§ WHAT IS NEEDED
Answer the following questions using the review of "Work and Other Sins" below.
(a) About how many pages long are the fragments the book is written in?
(b) In what year was the book published?
(c) What does a small barbershop in Delray Beach bring in once a month?

§ EXTRACT PROVIDED
•••••

Charlie LeDuff's book "Work and Other Sins: Life in New York City and Thereabouts" is about places in New York that working people frequent like barbershops and bars, places where people like to chit chat. Visiting such places, the book provides a glimpse of everyday life for the working people of New York. In small fragments that are around 2-10 pages long, LeDuff also conveys these people's personal lives, their view of their place in the city, or their take on current events. But most importantly, the book is a testament to the vastly different dimensions and experiences of everyday life in a city like New York.
Aside from places like bars and small shops, LeDuff's portrayal of New York includes images of everyday life from places that are unfamiliar to most people, like graveyards and slaughterhouses. The stories that people who work at these places tell often refer to events that are so tragic that one does not realize how usual they actually are. For example, a gravedigger mentions how bad he feels burying babies or "the cheap particleboard coffins ... that come straight from the nursing home." He adds: "No rabbi comes, no family, and you're wondering how this person must have lived."
Similarly, other people go work at slaughterhouses everyday, under horrible conditions, and this becomes the "everyday life" for them, a part of their routine existence. The book reminds the reader that the burials of babies and murder of animals are in fact very usual events albeit not what comes to mind when we hear the phrase "everyday life." The book emphasizes that what we call "everyday life" in the city can be vastly different depending on factors like class and race.
According to LeDuff, all these tragic everyday events that almost happen in the background, behind the scenes, are "real life." The middle-class everyday life in the city, in comparison, seems like a façade that conceals the traumatizing realities of life. The slaughterhouse workers and gravediggers spend everyday dealing with death which is pushed to the outskirts of the city so that the routines of everyday life in the city remain undisturbed. The everyday life of these workers is indeed the "real life" as they deal with the harshest realities of life in the city that determine the rhythms of everyday life for more privileged people.
Yet reality often finds a way to pierce through this façade. The book is published in 2004, and it is suffused with the tragedy of September 11 attacks. While it does not change the everyday routines of New Yorkers, we see in the book that it certainly weighs on and bothers New Yorkers as they continue their lives.
Yet people's worries only find expression in certain types of places like bars and barbershops. A customer at a barbershop mourns the death of hundreds of civilians: "So much death. It's depressing. The closer you live to it, the more depressed you are." And the barbershop claims:
"The hair never a-changes, really. You do. It grows a-long a-maybe, but that's is. . . It's-a just that there's something bothering you. That's when you go to the barber. You sit down and have a drink an-a a talk about it."
If we actually think of everyday life in the city as an act that conceals the tragic realities of life, getting a haircut is also a symbolic way of dealing with the reality that underlies our everyday experience.
The phenomenon of people expressing their worries in very particular public places, like barbershops, is an interesting one. Paying attention to this phenomenon has led to initiatives like Cuts and Conversations, which creates space for Black men to talk about their lives at barbershops. For example, a small barbershop in Delray Beach brings in a therapist once a month to help customers who often confide in their barbers. One cannot help but wonder what is special about hair and what is the connection between the hair and one's inner self.

•••••

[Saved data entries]
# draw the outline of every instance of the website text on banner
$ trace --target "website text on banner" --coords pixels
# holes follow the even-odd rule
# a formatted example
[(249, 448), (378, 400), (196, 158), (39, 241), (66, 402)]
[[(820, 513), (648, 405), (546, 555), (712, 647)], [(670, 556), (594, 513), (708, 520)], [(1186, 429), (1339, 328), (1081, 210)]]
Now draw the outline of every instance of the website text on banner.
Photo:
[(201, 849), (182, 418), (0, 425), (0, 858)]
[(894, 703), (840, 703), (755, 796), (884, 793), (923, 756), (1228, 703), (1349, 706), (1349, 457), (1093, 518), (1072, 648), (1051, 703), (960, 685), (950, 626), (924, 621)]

•••••

§ RESPONSE AREA
(a) Around 2-10 pages
(b) 2004
(c) A therapist